Liste aus den folgenden Zeilen jede auf, in der das Wort „photograph“ vorkommt, und schreib sie unverändert ab. Groß- und Kleinschreibung zählt dabei.

┌──

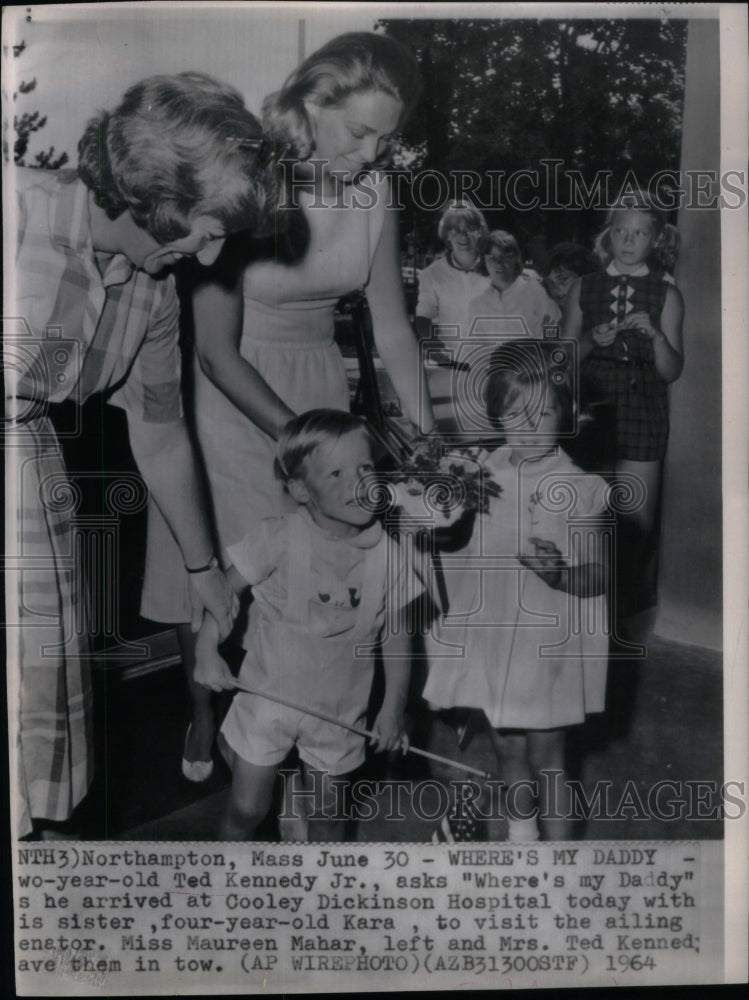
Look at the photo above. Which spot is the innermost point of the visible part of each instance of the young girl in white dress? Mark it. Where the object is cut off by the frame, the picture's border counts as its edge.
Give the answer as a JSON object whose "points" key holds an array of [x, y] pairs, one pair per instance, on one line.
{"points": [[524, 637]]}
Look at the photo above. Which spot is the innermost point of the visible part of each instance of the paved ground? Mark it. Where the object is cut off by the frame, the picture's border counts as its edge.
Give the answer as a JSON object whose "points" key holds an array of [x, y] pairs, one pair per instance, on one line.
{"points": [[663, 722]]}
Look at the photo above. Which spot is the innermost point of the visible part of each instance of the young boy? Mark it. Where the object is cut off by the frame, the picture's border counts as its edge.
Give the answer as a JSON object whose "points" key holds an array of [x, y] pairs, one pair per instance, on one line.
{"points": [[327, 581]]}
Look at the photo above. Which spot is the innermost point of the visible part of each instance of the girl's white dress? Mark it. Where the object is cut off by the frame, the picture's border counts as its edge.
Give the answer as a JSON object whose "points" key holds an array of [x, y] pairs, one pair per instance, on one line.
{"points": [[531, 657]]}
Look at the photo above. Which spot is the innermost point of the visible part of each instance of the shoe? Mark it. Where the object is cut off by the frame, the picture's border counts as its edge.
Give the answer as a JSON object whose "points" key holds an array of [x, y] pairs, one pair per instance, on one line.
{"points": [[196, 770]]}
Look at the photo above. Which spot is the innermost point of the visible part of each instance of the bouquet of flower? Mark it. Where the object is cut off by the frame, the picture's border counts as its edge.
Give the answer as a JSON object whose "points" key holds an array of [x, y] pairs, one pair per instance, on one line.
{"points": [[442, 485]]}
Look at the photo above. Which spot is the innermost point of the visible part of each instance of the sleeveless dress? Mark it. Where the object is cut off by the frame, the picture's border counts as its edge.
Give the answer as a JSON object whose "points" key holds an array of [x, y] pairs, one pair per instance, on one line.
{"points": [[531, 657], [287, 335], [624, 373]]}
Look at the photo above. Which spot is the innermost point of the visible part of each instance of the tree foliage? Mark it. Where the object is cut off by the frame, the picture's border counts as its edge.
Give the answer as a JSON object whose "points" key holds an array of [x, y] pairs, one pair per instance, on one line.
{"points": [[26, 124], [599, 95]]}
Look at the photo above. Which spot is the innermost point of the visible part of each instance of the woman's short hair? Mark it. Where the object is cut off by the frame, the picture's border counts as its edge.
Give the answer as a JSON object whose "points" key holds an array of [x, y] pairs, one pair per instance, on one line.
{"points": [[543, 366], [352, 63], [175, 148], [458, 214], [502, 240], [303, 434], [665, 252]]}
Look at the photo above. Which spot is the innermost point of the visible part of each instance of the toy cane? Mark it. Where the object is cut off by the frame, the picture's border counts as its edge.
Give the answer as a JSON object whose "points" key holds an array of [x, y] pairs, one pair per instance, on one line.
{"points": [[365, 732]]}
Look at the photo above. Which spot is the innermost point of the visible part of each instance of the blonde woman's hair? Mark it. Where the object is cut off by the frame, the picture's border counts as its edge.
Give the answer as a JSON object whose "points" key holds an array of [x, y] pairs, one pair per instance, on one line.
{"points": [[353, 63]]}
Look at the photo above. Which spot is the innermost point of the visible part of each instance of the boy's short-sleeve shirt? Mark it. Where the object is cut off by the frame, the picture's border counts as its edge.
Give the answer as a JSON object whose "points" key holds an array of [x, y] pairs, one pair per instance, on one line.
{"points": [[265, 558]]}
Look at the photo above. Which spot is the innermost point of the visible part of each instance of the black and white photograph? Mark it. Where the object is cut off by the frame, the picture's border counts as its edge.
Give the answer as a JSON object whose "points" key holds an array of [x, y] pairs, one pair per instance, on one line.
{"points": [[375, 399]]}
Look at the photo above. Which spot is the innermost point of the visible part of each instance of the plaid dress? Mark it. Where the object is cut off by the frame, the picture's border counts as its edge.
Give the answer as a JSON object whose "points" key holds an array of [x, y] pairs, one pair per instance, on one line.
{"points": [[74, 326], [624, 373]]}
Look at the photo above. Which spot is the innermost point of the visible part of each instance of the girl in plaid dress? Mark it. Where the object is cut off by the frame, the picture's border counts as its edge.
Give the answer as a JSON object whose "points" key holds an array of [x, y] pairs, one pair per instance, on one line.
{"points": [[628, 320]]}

└──
┌──

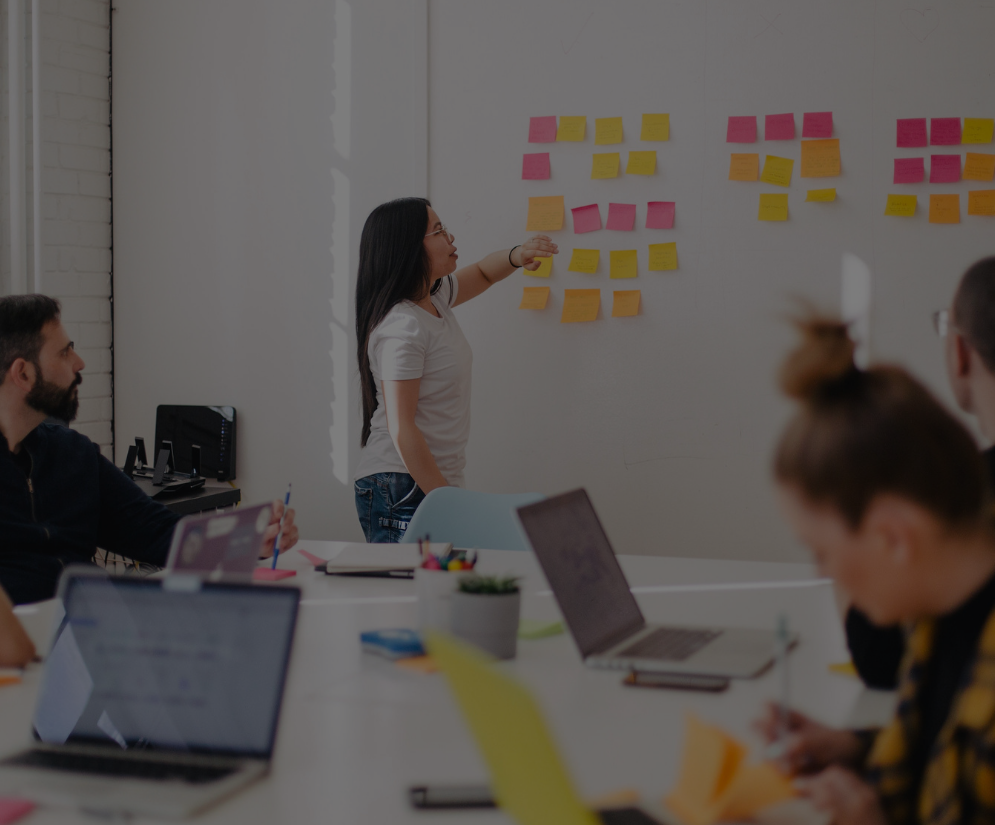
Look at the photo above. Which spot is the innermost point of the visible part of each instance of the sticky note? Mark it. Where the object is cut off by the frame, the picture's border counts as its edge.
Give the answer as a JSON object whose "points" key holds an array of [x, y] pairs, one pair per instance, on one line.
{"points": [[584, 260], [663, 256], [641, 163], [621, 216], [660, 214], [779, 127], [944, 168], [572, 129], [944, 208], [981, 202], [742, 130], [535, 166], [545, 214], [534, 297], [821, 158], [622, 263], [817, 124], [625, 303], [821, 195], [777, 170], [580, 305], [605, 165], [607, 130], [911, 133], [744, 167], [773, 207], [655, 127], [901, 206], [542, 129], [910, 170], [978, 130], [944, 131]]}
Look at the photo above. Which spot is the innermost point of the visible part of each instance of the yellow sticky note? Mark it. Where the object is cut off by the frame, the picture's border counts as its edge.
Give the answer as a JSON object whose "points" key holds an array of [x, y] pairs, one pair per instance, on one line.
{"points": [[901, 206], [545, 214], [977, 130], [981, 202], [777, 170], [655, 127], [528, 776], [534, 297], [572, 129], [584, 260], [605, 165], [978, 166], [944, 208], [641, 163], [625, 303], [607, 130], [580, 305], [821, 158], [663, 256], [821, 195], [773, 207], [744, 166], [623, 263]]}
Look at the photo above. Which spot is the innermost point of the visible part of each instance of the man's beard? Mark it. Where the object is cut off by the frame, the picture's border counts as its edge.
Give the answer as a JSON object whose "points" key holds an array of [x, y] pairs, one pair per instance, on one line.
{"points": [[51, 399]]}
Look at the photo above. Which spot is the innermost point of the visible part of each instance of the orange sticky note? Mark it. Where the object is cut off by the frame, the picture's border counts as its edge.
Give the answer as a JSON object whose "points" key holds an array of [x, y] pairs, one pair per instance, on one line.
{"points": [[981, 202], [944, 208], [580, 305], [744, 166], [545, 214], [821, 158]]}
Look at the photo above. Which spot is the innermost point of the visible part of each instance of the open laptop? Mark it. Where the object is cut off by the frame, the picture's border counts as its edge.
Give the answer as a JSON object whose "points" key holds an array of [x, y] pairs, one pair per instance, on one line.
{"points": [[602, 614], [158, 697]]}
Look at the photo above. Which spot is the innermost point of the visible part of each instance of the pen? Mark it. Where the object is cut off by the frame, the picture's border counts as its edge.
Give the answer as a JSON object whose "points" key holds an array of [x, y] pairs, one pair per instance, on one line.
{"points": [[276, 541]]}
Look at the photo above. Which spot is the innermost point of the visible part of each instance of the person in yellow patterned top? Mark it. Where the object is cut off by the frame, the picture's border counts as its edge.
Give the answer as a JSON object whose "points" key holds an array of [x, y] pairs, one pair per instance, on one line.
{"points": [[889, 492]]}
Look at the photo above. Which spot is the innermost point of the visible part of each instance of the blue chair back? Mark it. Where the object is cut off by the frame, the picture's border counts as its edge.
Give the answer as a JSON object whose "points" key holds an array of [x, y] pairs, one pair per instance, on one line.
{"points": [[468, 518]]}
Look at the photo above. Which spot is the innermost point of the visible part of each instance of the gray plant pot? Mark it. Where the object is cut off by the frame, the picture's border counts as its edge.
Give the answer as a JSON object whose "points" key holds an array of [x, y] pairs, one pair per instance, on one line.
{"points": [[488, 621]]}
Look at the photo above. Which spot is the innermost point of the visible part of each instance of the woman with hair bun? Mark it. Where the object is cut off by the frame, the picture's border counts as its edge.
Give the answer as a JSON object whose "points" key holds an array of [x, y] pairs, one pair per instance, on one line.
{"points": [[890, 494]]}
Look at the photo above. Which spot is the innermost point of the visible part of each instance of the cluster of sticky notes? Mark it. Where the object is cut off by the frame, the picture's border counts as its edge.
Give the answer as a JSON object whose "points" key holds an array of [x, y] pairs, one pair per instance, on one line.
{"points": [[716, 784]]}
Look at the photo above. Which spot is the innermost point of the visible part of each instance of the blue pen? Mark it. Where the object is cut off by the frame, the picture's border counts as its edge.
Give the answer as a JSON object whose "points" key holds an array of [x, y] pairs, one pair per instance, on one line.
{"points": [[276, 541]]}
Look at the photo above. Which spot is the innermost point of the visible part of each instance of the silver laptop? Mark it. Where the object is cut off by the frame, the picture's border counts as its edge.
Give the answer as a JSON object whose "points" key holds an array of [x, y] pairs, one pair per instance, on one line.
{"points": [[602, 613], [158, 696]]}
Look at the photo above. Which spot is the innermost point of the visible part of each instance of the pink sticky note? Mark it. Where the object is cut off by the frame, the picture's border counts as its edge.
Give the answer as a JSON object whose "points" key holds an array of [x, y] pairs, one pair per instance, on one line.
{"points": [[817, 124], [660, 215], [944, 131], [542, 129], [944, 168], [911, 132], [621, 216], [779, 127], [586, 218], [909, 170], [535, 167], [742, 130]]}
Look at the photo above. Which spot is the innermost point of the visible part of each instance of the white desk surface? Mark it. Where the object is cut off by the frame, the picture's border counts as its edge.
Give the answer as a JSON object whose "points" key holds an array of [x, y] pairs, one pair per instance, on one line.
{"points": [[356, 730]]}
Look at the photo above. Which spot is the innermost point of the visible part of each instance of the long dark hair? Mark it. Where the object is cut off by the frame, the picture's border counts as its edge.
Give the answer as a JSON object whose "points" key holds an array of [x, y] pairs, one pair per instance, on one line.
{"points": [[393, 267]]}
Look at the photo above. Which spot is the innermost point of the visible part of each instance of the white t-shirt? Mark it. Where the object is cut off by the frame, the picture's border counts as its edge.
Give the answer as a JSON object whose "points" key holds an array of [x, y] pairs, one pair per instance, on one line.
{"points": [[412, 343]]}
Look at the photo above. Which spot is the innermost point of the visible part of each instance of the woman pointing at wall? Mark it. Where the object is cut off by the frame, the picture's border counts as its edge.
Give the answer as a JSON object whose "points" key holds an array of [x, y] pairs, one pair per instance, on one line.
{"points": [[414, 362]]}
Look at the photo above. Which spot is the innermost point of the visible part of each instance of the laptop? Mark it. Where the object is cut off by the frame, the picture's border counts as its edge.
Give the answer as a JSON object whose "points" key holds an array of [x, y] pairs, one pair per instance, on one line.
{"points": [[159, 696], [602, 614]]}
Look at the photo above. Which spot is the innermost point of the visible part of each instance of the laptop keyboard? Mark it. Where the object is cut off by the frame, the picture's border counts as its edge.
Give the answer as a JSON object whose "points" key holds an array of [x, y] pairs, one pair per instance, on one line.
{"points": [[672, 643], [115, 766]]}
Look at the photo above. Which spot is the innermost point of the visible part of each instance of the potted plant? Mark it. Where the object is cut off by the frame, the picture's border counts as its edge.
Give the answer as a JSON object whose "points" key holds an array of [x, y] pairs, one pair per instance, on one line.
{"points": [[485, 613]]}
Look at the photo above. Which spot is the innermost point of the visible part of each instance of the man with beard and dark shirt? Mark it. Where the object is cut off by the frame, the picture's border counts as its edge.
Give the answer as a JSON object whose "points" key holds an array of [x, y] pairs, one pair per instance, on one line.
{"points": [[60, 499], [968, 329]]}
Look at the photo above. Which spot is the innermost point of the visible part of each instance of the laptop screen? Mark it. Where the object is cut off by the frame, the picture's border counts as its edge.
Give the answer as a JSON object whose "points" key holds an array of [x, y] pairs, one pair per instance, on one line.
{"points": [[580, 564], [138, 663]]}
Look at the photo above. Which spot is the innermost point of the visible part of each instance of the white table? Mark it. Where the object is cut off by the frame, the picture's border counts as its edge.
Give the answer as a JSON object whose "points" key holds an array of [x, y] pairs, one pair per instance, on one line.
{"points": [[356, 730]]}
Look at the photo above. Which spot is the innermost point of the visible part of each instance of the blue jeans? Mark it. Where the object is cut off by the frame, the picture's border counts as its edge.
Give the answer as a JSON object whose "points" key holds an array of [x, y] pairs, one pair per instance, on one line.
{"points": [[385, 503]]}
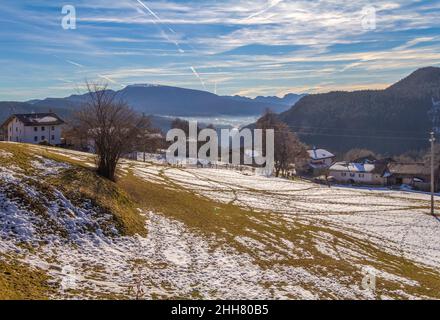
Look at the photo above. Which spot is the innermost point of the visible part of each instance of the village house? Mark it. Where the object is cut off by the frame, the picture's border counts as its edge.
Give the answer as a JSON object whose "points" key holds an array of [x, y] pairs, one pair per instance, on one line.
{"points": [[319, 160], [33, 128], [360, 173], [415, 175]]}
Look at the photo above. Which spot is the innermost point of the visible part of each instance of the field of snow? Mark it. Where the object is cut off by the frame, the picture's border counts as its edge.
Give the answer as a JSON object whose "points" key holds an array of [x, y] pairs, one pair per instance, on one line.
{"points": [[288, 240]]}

└──

§ Deine Antwort
Look at the photo above. Which spot is the innermost point of the visible part of each instance of the black and white photograph? Mark it. Where the object is cut off by the frame, the picture's border counts as its edge.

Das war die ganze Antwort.